PROBLEM DESCRIPTION: Provide again, from the entries below, every line from the one containing "Tag a single point on each instance of the green" through the one containing "Tag a single point on each instance of the black pants", exactly as written, and no other line.

Stored data entries

---+---

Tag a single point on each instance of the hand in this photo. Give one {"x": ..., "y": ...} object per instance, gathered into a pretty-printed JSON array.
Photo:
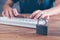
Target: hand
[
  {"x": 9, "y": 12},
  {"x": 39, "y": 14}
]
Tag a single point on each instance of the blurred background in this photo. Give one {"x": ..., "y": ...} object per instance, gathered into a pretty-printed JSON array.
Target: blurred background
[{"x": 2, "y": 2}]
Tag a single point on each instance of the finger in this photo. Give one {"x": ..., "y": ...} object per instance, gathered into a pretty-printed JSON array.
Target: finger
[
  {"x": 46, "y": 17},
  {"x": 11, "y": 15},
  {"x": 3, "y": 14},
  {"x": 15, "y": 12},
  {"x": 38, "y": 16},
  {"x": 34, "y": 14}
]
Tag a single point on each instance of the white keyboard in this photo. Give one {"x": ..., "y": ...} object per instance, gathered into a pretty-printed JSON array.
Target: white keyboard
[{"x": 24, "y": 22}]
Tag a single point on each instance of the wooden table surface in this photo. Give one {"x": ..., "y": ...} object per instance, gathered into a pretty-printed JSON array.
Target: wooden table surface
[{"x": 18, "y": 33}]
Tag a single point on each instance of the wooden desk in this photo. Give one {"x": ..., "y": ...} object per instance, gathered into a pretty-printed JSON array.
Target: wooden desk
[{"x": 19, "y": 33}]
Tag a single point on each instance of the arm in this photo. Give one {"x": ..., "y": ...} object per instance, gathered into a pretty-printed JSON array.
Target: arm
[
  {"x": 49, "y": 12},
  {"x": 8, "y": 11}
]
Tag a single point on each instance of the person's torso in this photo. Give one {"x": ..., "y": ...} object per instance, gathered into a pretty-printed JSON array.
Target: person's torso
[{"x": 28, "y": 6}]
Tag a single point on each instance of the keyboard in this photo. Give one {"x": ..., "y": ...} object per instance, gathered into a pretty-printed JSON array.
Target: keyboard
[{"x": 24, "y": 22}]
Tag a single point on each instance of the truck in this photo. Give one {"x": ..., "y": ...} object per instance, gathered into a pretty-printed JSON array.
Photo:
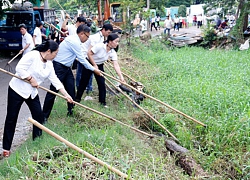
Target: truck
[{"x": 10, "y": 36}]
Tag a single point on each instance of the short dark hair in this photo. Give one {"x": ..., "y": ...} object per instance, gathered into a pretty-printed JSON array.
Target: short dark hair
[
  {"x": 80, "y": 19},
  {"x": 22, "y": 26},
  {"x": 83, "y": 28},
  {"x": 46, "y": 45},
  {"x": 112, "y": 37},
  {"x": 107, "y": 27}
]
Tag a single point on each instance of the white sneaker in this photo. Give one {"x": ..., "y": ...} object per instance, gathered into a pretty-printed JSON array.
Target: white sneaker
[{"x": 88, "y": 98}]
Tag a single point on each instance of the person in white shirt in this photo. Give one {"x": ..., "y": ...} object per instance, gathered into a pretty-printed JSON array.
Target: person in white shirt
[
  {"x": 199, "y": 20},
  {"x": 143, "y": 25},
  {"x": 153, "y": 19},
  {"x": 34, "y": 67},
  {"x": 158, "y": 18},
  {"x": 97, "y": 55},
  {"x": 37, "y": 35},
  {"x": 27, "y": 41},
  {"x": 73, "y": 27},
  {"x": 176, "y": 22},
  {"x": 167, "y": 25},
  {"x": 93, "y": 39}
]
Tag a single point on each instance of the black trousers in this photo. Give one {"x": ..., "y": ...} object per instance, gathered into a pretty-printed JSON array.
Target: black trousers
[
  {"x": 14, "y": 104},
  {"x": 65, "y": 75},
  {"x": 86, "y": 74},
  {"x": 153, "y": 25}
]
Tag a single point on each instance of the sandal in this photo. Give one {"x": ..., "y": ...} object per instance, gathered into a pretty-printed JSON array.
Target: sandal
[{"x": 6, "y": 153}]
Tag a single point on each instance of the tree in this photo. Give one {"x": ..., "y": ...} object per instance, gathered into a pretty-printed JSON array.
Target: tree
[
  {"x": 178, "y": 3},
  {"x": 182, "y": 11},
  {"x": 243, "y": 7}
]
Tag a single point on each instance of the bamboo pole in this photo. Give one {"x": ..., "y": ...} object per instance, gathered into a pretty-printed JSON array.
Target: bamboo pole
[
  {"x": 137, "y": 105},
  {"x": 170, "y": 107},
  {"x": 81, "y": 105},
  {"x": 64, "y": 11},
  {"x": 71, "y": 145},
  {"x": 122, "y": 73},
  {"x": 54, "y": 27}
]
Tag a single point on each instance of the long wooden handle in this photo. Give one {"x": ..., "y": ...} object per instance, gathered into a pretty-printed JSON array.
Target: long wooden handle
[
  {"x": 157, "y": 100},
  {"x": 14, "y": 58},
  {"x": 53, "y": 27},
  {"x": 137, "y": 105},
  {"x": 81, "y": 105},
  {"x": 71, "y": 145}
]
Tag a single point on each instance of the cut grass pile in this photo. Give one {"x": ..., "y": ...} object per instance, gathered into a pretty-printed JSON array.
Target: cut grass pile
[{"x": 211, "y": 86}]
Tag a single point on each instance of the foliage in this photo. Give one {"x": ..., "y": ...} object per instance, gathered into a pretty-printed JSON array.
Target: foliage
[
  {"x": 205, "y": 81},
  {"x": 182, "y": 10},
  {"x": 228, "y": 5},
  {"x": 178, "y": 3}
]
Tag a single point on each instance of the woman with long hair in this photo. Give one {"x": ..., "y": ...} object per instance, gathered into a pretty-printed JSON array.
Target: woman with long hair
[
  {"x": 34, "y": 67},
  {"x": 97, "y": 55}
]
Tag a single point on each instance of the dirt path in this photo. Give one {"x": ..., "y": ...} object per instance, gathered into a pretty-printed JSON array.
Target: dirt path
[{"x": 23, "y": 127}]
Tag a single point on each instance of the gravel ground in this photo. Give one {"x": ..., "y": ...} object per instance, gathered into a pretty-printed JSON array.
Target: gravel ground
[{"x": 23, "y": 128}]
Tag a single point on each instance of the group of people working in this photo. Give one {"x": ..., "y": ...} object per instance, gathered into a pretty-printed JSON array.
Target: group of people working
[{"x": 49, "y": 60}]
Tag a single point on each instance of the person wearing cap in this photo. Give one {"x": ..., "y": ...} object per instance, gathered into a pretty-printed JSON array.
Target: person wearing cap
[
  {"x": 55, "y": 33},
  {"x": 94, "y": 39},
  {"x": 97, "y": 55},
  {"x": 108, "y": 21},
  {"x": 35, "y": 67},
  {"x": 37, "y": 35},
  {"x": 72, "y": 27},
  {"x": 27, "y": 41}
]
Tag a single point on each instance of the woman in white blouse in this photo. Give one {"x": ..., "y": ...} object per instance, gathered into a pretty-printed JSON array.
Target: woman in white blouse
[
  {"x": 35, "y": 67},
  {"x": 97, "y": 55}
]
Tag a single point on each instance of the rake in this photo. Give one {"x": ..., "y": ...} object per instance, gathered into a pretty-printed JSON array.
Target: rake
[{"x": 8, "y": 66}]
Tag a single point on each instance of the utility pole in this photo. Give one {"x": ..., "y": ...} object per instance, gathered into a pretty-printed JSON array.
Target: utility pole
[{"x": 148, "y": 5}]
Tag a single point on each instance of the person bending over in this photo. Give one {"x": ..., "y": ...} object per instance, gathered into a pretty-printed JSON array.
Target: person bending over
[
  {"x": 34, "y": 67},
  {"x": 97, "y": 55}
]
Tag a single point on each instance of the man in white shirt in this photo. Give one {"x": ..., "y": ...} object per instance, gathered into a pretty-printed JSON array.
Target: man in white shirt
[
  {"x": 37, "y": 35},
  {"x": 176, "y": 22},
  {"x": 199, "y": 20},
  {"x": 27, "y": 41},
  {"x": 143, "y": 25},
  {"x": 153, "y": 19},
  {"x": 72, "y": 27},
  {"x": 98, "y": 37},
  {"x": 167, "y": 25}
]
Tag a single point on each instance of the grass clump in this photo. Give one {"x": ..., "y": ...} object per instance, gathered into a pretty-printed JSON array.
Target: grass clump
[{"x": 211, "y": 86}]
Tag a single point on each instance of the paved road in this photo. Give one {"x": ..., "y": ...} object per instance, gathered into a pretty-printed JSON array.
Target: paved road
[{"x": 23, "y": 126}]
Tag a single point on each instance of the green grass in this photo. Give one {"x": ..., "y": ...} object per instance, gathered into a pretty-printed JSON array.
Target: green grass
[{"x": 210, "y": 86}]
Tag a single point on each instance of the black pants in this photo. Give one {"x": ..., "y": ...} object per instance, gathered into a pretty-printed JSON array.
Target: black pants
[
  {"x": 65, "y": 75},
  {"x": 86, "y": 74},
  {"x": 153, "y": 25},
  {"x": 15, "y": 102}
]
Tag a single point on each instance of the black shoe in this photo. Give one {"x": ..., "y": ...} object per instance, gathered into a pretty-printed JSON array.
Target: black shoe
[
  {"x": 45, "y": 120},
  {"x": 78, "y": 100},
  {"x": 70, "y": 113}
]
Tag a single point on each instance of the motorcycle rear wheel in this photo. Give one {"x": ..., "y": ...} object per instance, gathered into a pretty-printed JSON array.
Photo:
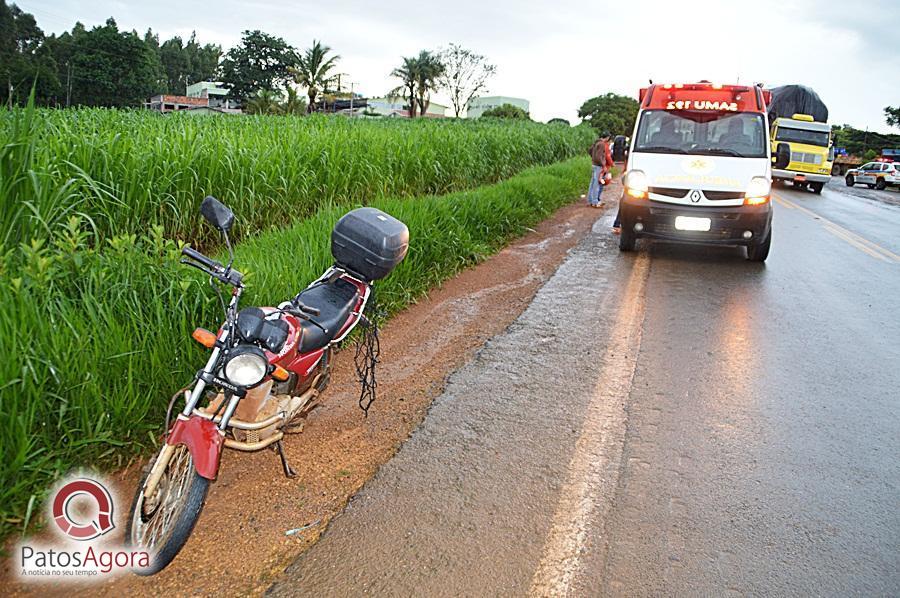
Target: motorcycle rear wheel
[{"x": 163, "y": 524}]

---+---

EXERCISE RESPONSE:
Tag a single point on each instance of the green grass in this photo. Give one {"x": ..., "y": ...} object per instance, gathered into a pretty-printed JSON array.
Target: green grass
[{"x": 210, "y": 86}]
Tag a single point on each instance of the black pants in this photo. Give one {"x": ..., "y": ...} object per instance, gathered into a pretty-printed JSON array.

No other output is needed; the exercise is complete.